**ACTIVITY**
In the abstract below about Micromonas and phosphorus deficiency, why is Micromonas an excellent candidate for in-depth systems analyses? Answer in one to three sentences.

**EXTRACT PROVIDED**

The Proteomic Response of the Green Alga Micromonas to Phosphorus Deficiency and Recovery

Sunday, 15 February 2015
Exhibit Hall (San Jose Convention Center)
Jian Guo, Monterey Bay Aquarium Research Institute, Moss Landing, CA
The impact of nutrient limitation on phytoplankton growth and community composition is a major question in oceanography and global change science. Phosphorus is an important nutrient for marine ecosystem, it is essential for many fundamental processes that sustain life, including nucleic acid synthesis, membrane synthesis, energy metabolism, signaling, redox reactions, and modification of protein activities. Thus, phosphate supplementation influences microbial diversity and global oceanic primary production. The unicellular green alga Micromonas was first reported as a dominant phytoplankton in the 1950s and noted since for its global distribution. However, little is known about the environmental and physiological factors that regulate their growth and contributions to primary production, or forces driving their divergence. The availability of complete genome sequences for two Micromonas species make Micromonas an excellent candidate for in-depth systems analyses. Here, we focus on the response of the Micromonas under phosphate limited growth. Micromonas was grown in a technologically advanced bioreactor wherein continuous culturing experiments could be performed that transitioned cells from phosphate replete to phosphate limited conditions and, finally, phosphate re-fed conditions. Concurrent with a reduction in growth rate under phosphate-limited conditions we observed a decline in Fv/Fm, which provides a measure of impact of a stress on the organism’s photosystem. Global changes in the proteome were assessed using high throughput LC/MS methods. 420 differentially expressed proteins were identified at a significance level of FDR-adjusted p-value < 5% and fold change in protein abundance ≥2. Among those, 197 proteins were more abundant in P-replete condition and 130 proteins were more abundant in the P-deficient condition. Under phosphate-limited conditions, proteins involved in starch metabolism, glycolysis and major CHO metabolism, as well as several other pathways were more abundant, while proteins involved in nitrate assimilation, protein synthesis, modification and degradation declined in abundance. This indicates a sophisticated response to phosphate-limited growth strongly affecting cellular carbon metabolism and mirroring responses observed in multicellular plants.

**EXTRACTED ENTRIES**
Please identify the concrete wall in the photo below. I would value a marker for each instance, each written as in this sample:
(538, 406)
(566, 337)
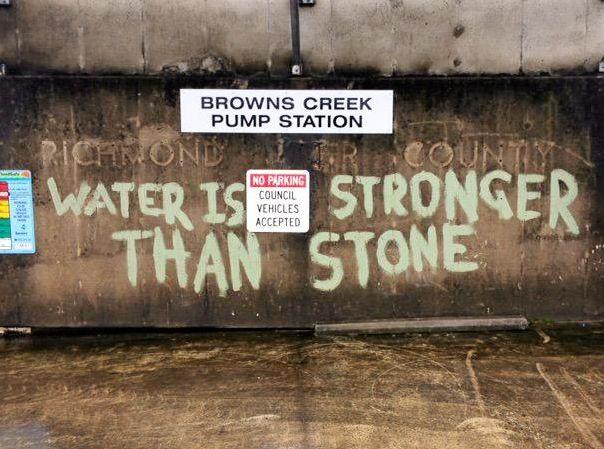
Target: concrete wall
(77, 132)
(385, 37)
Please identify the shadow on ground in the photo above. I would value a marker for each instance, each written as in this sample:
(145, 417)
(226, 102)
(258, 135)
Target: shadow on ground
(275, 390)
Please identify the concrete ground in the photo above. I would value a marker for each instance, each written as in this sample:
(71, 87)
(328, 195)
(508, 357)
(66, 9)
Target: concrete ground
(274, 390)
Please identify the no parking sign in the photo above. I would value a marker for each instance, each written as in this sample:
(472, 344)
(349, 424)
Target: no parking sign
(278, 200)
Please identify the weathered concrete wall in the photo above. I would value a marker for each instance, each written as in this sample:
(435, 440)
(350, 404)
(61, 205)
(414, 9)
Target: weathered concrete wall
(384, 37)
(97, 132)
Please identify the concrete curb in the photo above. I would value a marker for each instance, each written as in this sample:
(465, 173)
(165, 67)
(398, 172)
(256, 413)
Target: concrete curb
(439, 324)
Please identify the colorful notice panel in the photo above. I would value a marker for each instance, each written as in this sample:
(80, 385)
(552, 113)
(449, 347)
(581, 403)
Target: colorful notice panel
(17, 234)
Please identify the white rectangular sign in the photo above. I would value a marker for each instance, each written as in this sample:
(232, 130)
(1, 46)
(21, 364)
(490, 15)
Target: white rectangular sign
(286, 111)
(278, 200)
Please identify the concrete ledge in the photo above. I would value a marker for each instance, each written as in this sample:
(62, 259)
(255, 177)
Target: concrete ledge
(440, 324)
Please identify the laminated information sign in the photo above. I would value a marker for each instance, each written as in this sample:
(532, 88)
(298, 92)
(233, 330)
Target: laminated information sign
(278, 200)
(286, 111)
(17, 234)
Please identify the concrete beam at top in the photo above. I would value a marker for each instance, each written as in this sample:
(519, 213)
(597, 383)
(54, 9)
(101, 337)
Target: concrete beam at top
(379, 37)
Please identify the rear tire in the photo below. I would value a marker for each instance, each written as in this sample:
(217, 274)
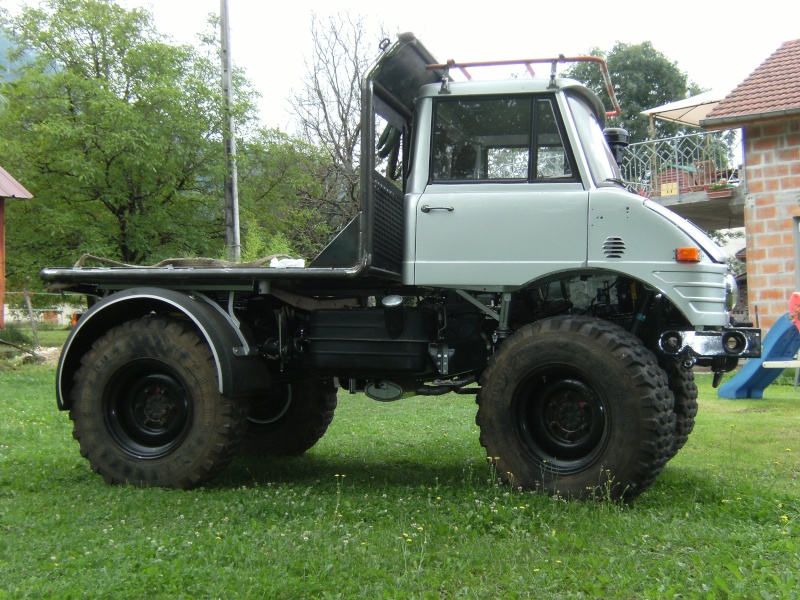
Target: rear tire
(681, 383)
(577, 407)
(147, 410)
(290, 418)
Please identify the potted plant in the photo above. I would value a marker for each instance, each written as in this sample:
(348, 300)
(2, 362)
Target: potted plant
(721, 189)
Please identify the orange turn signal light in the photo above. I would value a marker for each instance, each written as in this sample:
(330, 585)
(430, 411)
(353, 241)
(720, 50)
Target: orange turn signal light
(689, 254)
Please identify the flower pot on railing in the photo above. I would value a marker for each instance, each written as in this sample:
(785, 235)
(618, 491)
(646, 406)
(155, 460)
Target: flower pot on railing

**ANSWER AREA**
Complete genome sequences are available for two Micromonas species. That availability makes the alga an excellent candidate for in-depth systems analyses.